START Study material
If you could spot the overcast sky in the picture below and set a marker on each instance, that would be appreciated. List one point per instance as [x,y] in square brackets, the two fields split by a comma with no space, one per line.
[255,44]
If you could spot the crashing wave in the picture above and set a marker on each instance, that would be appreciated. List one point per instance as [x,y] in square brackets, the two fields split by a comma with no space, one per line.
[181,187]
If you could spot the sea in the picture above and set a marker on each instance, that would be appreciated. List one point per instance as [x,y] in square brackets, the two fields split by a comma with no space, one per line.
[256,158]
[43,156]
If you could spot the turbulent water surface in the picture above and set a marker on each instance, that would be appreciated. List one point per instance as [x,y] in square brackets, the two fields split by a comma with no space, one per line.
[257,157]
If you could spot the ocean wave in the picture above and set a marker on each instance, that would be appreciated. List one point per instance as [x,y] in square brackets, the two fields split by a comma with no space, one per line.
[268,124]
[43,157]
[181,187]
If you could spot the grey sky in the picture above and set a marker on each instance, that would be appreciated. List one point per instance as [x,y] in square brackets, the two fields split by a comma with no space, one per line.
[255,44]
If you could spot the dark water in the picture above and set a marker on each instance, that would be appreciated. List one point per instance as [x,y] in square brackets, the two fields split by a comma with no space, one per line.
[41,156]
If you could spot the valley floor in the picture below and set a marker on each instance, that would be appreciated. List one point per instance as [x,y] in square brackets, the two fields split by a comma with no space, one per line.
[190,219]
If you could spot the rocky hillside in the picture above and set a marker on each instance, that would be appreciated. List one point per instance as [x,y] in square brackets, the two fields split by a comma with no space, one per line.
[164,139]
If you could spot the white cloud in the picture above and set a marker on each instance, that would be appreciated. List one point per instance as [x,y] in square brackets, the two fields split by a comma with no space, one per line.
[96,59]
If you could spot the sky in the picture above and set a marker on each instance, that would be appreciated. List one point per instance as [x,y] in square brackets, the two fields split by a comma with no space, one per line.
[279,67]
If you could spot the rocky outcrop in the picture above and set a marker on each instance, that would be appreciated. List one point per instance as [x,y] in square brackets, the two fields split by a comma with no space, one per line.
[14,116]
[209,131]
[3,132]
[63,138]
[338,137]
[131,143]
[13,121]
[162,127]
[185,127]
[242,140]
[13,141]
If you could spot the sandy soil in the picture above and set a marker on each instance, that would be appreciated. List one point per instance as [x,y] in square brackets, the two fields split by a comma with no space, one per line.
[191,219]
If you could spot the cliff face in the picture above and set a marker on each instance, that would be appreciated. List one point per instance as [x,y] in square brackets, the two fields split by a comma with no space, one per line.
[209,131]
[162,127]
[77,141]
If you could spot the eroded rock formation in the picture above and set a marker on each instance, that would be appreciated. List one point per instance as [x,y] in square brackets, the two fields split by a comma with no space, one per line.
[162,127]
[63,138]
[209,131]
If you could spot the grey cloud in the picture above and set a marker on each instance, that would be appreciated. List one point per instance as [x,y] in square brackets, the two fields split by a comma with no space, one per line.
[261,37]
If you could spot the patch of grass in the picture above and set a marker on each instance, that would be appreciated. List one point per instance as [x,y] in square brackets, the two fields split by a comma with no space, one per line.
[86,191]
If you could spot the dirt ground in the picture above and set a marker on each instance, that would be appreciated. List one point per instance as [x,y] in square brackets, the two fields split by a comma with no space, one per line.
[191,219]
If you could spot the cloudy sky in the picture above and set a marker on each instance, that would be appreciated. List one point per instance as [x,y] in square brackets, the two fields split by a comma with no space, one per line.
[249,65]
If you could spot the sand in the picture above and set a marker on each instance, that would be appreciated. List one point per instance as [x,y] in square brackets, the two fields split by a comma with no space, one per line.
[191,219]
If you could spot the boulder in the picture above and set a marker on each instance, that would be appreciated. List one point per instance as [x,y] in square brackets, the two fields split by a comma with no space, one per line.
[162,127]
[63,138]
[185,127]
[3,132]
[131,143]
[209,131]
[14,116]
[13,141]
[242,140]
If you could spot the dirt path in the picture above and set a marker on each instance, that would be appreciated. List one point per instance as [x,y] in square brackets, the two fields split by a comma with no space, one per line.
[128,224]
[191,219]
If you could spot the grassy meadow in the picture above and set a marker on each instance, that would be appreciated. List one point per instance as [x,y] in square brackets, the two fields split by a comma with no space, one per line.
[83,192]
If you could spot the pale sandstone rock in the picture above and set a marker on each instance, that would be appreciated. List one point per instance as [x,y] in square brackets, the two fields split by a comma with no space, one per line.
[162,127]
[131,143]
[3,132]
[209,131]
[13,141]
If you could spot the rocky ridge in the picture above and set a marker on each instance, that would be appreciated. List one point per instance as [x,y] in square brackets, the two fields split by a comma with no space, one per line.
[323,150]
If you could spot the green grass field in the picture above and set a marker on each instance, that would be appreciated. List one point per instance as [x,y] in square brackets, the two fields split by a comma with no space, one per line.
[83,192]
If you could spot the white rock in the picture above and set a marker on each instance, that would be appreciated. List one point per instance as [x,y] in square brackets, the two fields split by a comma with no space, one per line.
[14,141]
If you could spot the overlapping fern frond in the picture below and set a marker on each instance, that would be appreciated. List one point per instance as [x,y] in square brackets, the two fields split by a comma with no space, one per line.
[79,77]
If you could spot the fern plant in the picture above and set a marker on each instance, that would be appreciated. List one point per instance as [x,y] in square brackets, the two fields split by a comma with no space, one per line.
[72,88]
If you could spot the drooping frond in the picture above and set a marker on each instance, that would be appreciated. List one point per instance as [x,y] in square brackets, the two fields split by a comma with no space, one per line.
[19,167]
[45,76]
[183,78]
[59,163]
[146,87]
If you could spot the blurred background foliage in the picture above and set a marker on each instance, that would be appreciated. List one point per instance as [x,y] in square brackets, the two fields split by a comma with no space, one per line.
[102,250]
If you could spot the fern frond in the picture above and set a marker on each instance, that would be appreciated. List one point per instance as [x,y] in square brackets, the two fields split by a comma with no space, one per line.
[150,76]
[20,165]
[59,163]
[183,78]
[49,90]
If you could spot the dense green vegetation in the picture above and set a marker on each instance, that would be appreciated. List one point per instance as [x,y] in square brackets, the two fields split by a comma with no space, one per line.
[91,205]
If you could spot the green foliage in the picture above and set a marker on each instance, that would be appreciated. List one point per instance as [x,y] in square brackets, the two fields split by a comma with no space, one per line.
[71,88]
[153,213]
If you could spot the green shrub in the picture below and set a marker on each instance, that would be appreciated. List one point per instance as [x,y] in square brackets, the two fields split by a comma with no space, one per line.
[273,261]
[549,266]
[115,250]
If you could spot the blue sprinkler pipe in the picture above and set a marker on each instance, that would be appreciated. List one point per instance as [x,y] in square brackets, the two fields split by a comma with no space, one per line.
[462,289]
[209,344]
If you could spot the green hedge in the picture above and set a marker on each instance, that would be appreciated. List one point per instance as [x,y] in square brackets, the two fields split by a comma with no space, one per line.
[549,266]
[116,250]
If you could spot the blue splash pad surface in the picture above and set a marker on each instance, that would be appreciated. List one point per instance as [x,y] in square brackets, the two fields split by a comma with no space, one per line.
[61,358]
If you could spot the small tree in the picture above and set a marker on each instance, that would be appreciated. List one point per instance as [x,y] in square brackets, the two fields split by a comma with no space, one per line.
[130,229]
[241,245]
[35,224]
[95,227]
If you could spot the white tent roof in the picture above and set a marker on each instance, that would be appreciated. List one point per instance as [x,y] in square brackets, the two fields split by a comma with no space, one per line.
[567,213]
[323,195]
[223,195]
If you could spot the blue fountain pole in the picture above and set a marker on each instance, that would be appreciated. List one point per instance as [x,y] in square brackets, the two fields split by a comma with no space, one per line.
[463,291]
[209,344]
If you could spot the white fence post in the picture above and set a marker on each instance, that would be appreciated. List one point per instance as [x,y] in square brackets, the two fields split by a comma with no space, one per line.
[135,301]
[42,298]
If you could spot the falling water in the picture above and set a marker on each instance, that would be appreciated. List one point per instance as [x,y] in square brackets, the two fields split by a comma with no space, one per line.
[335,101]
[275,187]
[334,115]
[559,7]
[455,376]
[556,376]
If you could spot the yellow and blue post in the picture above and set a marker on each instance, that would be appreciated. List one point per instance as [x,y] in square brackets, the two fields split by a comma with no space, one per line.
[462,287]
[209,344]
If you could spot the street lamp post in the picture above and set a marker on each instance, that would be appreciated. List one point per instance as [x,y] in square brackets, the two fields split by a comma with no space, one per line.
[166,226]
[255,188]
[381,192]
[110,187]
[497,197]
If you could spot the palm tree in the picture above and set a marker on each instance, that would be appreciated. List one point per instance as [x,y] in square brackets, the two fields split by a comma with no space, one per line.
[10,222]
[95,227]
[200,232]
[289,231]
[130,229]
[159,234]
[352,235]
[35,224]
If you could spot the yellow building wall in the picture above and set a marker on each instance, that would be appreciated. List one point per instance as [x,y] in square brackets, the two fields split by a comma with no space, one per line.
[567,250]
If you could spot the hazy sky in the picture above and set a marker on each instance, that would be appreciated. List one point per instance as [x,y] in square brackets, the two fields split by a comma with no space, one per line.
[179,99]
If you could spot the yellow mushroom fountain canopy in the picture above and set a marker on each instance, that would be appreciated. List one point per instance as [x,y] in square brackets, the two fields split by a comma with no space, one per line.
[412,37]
END Study material
## Work instruction
Give back exactly the lines running from the line that has "If you could spot the street" to the end of the entries above.

## Solution below
If you could spot the street lamp post in the picture above and set a marker on each instance, that would be appreciated. List one point per instance as [x,y] in square brackets, the two fields split by a comma with no space, one per line.
[166,226]
[255,188]
[381,192]
[110,187]
[497,197]
If you could spot the palm tree in the picture above and set a marker on each instance, that would be appreciated. List one point per instance as [x,y] in square brackets, the two fields split by a comma with no space, one per line.
[10,222]
[95,227]
[200,232]
[289,231]
[130,229]
[159,234]
[352,235]
[35,224]
If you could spot the yellow building wall in the picture above and set a marker on each instance, that would be appreciated. List one point per instance as [x,y] in square brackets, the two fields split by a comma with no space, one per line.
[567,250]
If you could spot the hazy sky in the picture above and set a marker on each instance, that would be appreciated. List one point per instance as [x,y] in square brackets, the two fields split by a comma with no space, one per line.
[179,99]
If you could spot the yellow mushroom fountain canopy in the picture above and set a marker on each instance, that would be appreciated. List one point per instance as [x,y] in square brackets, the two fields split by a comma with no space, one per line.
[412,37]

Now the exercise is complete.